[EXTRACTED TEXT]:
Finally we criticize, which means we design feedback loops. We capture data, measure against the original objectives, and adapt with humility. Failure is not final; it is tuition. Proverbs assures us that the godly rise again, and experience—often born of bad decisions—becomes the wisdom that powers our next good call. By reviewing process and outcomes, we separate a flawed strategy from flawed execution and avoid throwing out a sound approach due to avoidable missteps. Over time, a rhythm of clarify, consult, consider, create, and criticize builds a culture where decisions reflect faith, values, and disciplined thinking, and where leaders choose with courage because they know how to learn.

Consistency: The Hidden Multiplier in Christian Business Leadership

Consistency: The Hidden Multiplier in Christian Business Leadership

In the world of Christian business leadership, we often focus on innovation, strategy, and talent—overlooking what may be the most powerful principle for lasting success: consistency. As Harold Milby explains in his recent podcast, consistency operates much like compound interest in finance, where small, regular investments grow exponentially through reinvestment.

The concept is beautifully illustrated in Matthew 25:21, where the master tells his faithful servant, “You have been faithful over a little; I will set you over much.” This principle applies directly to business leadership—those who demonstrate consistency in small things earn the right to steward greater responsibilities. Time Magazine recently reported that in high-complexity professions, top performers outproduce their colleagues by 700%, with consistency being the primary differentiator.

What makes consistency so powerful yet so challenging? For one, it lacks the immediate dopamine rush of quick wins or dramatic changes. As legendary basketball coach Bobby Knight observed, “Everybody has the will to win. Few people have the will to prepare to win.” Similarly, leadership expert John Maxwell responds to those wanting his level of success by asking, “Are you willing to do what I did?” referring to his 12,000 speaking engagements—not a secret formula, but persistent practice over decades.

The value of consistency manifests in multiple dimensions of business leadership. First, it establishes your reputation—anyone can perform well occasionally, but consistent excellence builds trust. Second, it serves as a prerequisite for excellence, as mastery in any field requires repetition and refinement. Third, consistency provides security to team members who know what to expect from leadership. Fourth, it reinforces vision and values through persistent modeling—people do what people see, and continue to do what they continue to see.

[EXERCISE INSTRUCTIONS]: Carry the piece on consistency in Christian business leadership forward from its final sentence, writing the next part in the same style.

[DATA EXTRACT]:
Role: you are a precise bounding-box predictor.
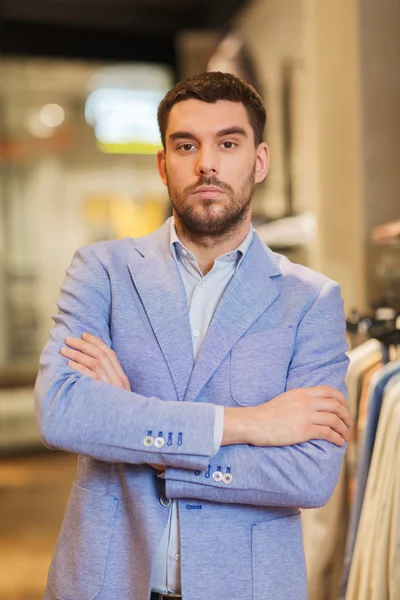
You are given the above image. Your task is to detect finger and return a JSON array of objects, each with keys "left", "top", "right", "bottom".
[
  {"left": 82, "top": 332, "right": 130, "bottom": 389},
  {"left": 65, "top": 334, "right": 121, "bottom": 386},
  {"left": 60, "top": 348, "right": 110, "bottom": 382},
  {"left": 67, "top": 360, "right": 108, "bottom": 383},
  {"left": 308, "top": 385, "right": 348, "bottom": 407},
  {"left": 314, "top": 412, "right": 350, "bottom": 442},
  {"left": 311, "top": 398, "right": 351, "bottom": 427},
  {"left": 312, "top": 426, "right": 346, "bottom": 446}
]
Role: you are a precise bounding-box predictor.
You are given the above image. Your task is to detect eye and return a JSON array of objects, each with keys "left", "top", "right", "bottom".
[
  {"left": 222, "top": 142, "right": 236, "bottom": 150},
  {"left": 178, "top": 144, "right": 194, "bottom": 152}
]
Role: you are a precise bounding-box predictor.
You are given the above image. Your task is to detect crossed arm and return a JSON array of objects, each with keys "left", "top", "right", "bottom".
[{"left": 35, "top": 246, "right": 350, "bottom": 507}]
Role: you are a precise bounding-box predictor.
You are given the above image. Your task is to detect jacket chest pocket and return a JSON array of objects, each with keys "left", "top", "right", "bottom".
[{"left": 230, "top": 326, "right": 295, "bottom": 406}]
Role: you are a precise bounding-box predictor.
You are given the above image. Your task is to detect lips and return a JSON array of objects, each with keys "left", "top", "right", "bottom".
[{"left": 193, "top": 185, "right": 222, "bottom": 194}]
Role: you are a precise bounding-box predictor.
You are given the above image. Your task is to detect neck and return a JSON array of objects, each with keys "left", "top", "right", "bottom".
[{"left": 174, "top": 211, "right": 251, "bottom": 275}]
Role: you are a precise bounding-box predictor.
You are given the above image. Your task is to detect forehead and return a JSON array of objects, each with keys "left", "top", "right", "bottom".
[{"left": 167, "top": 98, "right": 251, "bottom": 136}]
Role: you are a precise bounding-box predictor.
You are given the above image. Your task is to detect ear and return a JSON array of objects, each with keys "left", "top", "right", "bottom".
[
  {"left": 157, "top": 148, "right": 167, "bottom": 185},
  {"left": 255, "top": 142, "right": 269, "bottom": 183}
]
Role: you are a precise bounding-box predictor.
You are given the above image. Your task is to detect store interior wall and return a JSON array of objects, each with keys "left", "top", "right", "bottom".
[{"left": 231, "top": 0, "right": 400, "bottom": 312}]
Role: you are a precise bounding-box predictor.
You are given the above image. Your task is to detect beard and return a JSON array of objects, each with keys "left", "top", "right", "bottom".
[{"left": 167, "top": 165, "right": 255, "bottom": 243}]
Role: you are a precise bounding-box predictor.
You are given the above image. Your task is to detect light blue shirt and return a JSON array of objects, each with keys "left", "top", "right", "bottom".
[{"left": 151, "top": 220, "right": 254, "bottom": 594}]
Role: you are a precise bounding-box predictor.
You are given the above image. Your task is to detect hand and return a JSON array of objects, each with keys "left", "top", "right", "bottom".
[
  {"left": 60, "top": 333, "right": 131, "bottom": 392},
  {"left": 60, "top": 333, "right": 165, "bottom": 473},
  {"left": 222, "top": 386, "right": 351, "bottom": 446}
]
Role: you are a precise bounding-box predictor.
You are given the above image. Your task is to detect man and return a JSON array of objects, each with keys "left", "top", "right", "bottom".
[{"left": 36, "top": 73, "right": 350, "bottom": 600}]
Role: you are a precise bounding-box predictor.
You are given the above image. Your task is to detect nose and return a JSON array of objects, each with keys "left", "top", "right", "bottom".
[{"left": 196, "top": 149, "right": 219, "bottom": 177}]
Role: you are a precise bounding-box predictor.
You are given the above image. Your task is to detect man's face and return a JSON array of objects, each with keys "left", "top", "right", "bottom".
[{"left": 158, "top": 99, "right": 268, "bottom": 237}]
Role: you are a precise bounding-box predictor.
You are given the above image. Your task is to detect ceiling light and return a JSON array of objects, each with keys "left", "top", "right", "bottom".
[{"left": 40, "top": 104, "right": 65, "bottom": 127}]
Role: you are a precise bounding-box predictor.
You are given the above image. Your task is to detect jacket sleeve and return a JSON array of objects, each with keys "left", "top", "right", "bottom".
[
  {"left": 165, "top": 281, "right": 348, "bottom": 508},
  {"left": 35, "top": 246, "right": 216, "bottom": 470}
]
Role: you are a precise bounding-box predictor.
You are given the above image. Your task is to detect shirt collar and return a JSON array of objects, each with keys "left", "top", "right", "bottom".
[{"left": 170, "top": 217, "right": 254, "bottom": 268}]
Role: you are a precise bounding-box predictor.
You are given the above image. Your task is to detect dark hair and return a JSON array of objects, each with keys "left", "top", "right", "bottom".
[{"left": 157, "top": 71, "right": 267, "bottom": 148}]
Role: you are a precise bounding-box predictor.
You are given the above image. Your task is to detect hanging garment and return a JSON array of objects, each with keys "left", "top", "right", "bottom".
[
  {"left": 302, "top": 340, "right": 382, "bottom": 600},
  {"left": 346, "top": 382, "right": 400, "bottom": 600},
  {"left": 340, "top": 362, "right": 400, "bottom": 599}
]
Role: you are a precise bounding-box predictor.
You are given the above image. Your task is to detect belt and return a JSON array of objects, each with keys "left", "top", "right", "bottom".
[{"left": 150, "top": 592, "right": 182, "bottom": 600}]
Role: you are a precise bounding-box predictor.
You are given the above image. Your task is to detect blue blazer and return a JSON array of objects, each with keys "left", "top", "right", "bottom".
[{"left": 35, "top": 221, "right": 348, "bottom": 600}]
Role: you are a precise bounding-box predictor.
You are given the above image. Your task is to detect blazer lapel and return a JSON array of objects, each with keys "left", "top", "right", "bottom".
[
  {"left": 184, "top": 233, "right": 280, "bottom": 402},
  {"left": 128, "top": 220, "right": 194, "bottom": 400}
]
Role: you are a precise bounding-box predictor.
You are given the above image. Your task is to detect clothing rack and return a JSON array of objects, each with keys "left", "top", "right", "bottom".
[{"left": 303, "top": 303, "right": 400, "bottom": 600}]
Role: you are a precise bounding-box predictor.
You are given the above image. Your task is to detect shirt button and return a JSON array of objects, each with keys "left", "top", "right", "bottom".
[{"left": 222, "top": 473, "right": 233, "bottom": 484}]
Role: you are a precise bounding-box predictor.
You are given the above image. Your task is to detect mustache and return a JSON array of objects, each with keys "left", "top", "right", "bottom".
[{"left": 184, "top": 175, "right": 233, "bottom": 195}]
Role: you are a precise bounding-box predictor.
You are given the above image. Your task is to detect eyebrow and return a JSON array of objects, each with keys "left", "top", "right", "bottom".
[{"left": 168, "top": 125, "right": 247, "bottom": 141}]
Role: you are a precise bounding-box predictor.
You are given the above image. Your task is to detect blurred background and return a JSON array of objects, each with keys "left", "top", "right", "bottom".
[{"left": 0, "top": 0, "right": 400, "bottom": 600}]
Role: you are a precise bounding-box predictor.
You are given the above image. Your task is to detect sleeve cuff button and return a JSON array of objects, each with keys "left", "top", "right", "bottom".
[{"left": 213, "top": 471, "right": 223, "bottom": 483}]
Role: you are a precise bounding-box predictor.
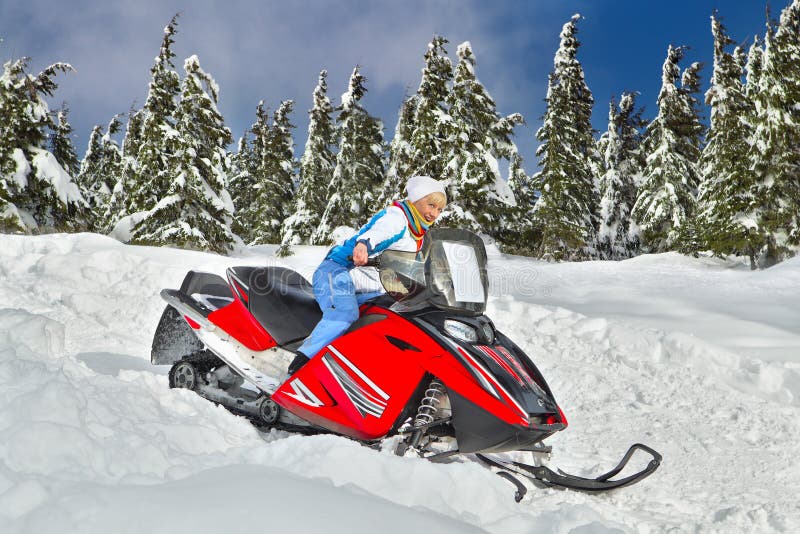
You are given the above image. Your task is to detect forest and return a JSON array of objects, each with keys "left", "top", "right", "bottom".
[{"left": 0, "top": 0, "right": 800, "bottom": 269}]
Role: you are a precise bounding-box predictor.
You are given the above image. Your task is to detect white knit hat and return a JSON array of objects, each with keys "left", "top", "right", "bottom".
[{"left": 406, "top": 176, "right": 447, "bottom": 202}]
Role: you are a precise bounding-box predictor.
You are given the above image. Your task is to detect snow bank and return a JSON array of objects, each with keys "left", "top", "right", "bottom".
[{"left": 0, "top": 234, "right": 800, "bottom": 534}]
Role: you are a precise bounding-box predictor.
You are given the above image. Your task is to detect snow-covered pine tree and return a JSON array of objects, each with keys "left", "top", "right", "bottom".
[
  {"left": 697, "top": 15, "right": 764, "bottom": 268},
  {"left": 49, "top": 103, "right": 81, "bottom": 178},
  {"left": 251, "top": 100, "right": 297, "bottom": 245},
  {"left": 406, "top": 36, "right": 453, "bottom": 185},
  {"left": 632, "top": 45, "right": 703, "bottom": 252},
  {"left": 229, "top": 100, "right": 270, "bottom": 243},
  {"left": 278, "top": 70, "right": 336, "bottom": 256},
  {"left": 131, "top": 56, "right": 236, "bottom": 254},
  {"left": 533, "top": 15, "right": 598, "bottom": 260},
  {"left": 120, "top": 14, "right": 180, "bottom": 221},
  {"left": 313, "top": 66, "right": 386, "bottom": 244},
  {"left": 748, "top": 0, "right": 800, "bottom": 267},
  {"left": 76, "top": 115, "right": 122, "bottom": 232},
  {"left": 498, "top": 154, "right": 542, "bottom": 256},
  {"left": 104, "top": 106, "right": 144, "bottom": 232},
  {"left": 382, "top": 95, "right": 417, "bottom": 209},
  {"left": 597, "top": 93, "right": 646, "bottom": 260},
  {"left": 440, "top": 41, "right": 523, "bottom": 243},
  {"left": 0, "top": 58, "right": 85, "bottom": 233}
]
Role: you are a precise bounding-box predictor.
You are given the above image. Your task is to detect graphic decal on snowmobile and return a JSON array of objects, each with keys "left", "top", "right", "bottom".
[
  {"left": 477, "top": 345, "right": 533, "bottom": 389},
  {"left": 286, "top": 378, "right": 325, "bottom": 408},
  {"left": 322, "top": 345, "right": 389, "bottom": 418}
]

...

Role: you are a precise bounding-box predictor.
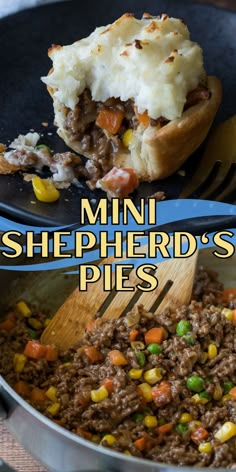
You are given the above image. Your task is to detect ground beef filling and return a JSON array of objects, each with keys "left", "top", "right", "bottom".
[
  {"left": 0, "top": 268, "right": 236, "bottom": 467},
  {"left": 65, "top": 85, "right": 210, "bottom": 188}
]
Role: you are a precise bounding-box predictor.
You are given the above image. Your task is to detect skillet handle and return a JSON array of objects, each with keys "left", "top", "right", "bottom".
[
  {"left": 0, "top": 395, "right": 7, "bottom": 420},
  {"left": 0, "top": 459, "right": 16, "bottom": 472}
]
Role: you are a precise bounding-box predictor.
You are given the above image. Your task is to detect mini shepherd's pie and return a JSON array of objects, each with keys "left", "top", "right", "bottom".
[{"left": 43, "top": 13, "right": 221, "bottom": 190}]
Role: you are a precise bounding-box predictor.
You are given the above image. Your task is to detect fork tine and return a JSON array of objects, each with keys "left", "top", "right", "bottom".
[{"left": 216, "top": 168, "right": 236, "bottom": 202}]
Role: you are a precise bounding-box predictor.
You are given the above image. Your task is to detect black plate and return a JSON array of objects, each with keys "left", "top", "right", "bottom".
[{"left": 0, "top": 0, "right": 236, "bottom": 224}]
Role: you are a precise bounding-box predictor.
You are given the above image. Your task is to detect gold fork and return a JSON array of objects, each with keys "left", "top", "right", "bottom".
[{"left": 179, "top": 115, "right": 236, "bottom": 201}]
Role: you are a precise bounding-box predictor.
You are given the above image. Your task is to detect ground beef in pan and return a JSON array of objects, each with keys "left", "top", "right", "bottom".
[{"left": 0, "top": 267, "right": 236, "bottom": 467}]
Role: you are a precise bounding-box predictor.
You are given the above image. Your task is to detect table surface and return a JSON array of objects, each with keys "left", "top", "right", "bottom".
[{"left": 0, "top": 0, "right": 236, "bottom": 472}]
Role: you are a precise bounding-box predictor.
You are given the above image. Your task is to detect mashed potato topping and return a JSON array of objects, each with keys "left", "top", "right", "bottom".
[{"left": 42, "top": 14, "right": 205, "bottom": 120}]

...

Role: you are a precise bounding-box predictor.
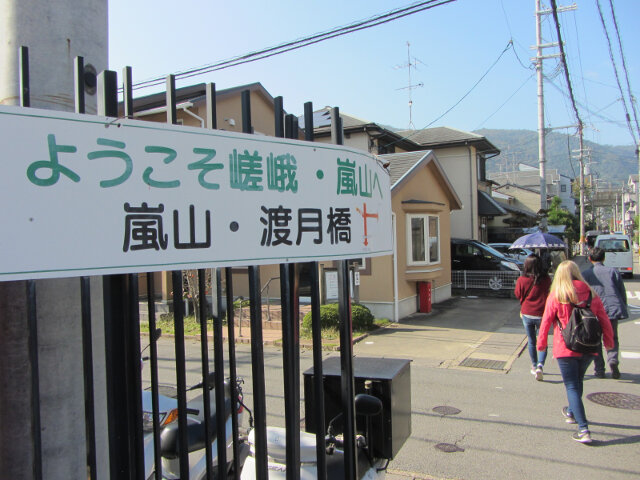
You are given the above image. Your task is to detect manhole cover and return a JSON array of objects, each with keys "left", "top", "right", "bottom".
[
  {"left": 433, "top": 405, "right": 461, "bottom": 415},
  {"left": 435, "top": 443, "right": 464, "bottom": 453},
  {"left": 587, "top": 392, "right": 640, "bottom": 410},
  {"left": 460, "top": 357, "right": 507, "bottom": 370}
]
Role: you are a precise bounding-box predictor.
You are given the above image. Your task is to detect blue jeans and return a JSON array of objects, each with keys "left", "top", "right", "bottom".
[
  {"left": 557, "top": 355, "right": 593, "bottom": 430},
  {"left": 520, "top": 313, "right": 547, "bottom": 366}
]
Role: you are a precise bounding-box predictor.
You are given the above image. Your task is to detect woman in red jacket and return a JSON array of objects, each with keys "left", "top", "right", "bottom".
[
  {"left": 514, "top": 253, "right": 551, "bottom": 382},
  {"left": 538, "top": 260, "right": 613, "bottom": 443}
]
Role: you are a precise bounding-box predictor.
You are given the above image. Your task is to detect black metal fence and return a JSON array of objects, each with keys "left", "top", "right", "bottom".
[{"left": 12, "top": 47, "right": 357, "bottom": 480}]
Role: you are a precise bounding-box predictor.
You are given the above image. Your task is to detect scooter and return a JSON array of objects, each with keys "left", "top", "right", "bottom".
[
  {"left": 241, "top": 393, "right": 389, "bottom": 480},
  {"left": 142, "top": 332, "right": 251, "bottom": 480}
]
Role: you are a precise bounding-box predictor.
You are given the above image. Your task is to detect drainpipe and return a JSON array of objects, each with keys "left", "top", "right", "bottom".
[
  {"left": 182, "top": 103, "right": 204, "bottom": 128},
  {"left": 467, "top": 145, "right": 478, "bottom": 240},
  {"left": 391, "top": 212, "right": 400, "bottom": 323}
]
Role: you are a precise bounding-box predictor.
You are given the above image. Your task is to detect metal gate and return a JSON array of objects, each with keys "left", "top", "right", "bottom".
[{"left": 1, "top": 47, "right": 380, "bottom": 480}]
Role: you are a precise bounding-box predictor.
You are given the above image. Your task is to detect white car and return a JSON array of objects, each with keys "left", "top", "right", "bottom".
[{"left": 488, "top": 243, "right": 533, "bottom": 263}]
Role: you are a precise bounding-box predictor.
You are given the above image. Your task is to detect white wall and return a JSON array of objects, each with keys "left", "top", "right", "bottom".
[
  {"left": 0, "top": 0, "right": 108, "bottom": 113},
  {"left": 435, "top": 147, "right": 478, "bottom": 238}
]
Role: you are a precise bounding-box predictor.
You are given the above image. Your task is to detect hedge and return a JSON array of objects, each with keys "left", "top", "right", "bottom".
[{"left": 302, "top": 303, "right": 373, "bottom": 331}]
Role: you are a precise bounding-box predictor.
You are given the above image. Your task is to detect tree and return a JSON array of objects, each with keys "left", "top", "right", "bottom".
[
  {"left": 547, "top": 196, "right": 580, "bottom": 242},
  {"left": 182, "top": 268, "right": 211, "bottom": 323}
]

[TASK RESPONSE]:
Perhaps most powerfully, consistency compounds. Just as a penny doubled daily for a month surpasses $1 million by day 30, small leadership habits compound into extraordinary organizational results. This explains why Milby’s formula—”frequency times competency equals revenue”—works so reliably. When leaders consistently execute the right actions with competence, financial results naturally follow.

Biblical wisdom repeatedly emphasizes this principle. Galatians 6:9 encourages us not to “grow weary of doing good, for in due season we will reap if we do not give up.” Proverbs 13:11 observes that “wealth gained hastily will dwindle, but whoever gathers little by little will increase.” Hebrews 6:12 calls us to be “imitators of those who through faith and patience inherit the promises.”

For Christian business leaders seeking to harness the power of consistency, three practical strategies can help: First, identify high-impact habits with the greatest compounding potential—daily prayer for wisdom, weekly feedback sessions, or monthly financial reviews. Second, create systems for reinforcement through habit trackers, accountability groups, or regular review processes. Third, overcome common obstacles like distraction, discouragement, bad habits, measurement fatigue, slow progress, external pressures, and burnout.

By embracing consistency as God’s design for multiplication in our businesses, we partner with Him to produce abundant fruit. As 1 Corinthians 15:58 reminds us, we should be “steadfast, immovable, always abounding in the work of the Lord,” knowing our consistent labor is never in vain.